# Exercises to complete:
1. From the notation thread, quote the stretch from "# Quick question" through "Can anyone help?".
2. Answer these questions about the notation thread:
(a) Which field tensor does the summary connect the expression to?
(b) What statement about a form does the summary say the equation is equivalent to?
(c) What forum title is shown under the name cristo?

# Article:
▬▬▬▬▬▬
# Quick question on notation.

• cristo
In summary, the conversation discusses the meaning of \nabla_{[a}F_{bc]}, with one person providing an explanation that involves permuting indices with even and odd permutations. They also mention that this equation is related to the electromagnetic field tensor and the Bianchi identity. Another person adds that this equation is equivalent to the statement d\mathbf{F}=0, which is guaranteed for any p-form field \mathbf{A}.

#### cristo

Staff Emeritus
Does anyone know what this means: $$\nabla_{[a}F_{bc]}$$? I know that $$F_{(ab;c)}=\frac{1}{3}(F_{ab;c}+F_{bc;a}+F_{ca;b})$$, and presume that the first expression can be written thus $$F_{[bc;a]}$$, but am not sure what it means!

Can anyone help?

cristo said:
Does anyone know what this means: $$\nabla_{[a}F_{bc]}$$? I know that $$F_{(ab;c)}=\frac{1}{3}(F_{ab;c}+F_{bc;a}+F_{ca;b})$$, and presume that the first expression can be written thus $$F_{[bc;a]}$$, but am not sure what it means!
▬▬▬▬▬▬
# Raw data:
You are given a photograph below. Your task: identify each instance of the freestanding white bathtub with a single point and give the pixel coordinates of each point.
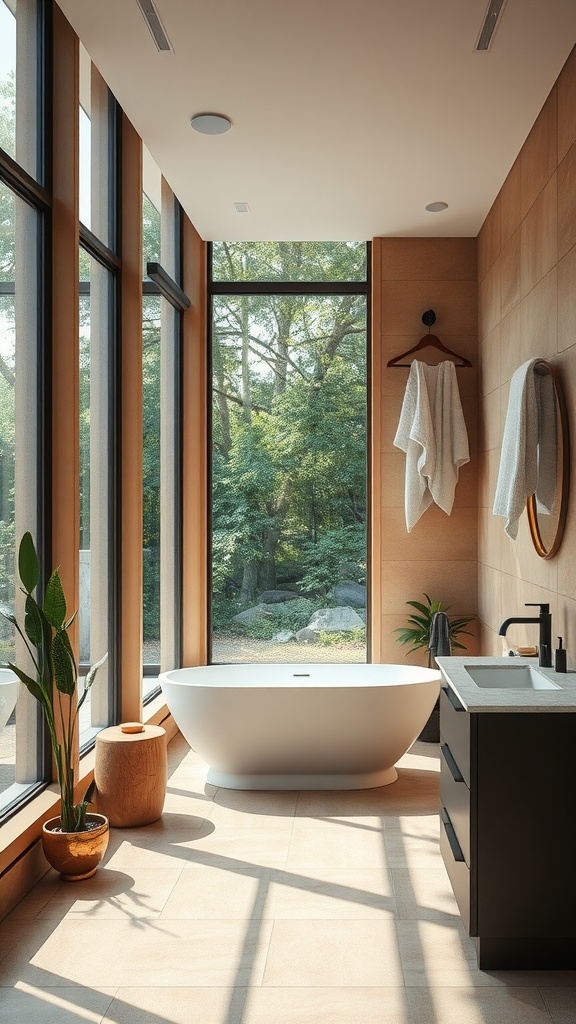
▬▬▬▬▬▬
# Written responses:
1.
# Quick question on notation.

• cristo
In summary, the conversation discusses the meaning of \nabla_{[a}F_{bc]}, with one person providing an explanation that involves permuting indices with even and odd permutations. They also mention that this equation is related to the electromagnetic field tensor and the Bianchi identity. Another person adds that this equation is equivalent to the statement d\mathbf{F}=0, which is guaranteed for any p-form field \mathbf{A}.

#### cristo

Staff Emeritus
Does anyone know what this means: $$\nabla_{[a}F_{bc]}$$? I know that $$F_{(ab;c)}=\frac{1}{3}(F_{ab;c}+F_{bc;a}+F_{ca;b})$$, and presume that the first expression can be written thus $$F_{[bc;a]}$$, but am not sure what it means!

Can anyone help?

2.
(a) The electromagnetic field tensor.
(b) The statement d\mathbf{F}=0.
(c) Staff Emeritus.